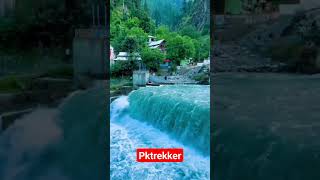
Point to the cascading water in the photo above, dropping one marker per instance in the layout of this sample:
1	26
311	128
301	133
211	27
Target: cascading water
161	117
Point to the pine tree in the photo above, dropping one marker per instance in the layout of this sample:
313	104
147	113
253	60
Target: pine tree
146	9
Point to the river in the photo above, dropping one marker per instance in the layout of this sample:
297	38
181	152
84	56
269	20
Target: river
161	117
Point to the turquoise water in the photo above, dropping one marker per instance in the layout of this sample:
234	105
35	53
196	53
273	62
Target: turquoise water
158	117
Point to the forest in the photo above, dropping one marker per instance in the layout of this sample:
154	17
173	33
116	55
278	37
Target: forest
183	24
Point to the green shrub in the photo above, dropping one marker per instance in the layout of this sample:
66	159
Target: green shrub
123	68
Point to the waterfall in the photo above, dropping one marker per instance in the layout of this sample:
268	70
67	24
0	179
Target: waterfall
161	117
183	111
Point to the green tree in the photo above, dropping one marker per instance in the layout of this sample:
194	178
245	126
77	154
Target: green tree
180	48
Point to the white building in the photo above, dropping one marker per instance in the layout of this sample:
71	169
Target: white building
125	56
154	44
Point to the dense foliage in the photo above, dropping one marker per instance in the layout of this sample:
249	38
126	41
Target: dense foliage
186	38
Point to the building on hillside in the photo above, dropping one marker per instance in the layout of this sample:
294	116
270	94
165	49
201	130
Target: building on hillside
125	56
6	7
156	44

What is being asked
What goes in the answer is the run of lines from the one holding "Point to the pine" to the end of the entries, reproduced exactly and with nothing else.

Exercise response
Point to the pine tree in the photo above, dropping one marker per instance in the layout of this sample:
313	104
147	113
253	60
Target: pine tree
146	9
Point to the river in the photo above, dropping one marker per instance in the layout of this sample:
297	38
181	152
84	56
269	20
Target: river
161	117
Point to the turquoise water in the photo above, dropping one marker per instance in the layout of this sample:
234	105
35	53
196	53
273	62
Target: turquoise water
158	117
Point to the forest in the photo above, dropping one marker per instance in the layout of this sample:
154	17
173	33
116	55
278	37
Target: forest
183	24
Point to the green shrub in the photo above, dropping one marker per instance in the layout of this sample:
66	159
Target: green shrub
123	68
Point to the waterfall in the photo above, dropping one marker per instance in the layout of this sample:
268	70
67	24
0	179
Target: waterfall
161	117
183	111
Point to the green tree in the photo above, dropping one marker per instance in the layout of this sample:
194	178
245	126
77	154
Target: green tree
180	48
Point to the white building in the photo above, dropping one marker per instance in the layout of this sample:
71	169
Target: white building
125	56
154	44
Point to the dense foliage in the photo above, dropping one marker per instance in the layout of this sample:
249	38
126	41
Target: dense foliage
186	38
Point to the building on hillside in the photo above, dropping one marker per instance in the layout of this sample:
294	116
270	94
165	49
201	130
Target: building on hillside
125	56
6	7
156	44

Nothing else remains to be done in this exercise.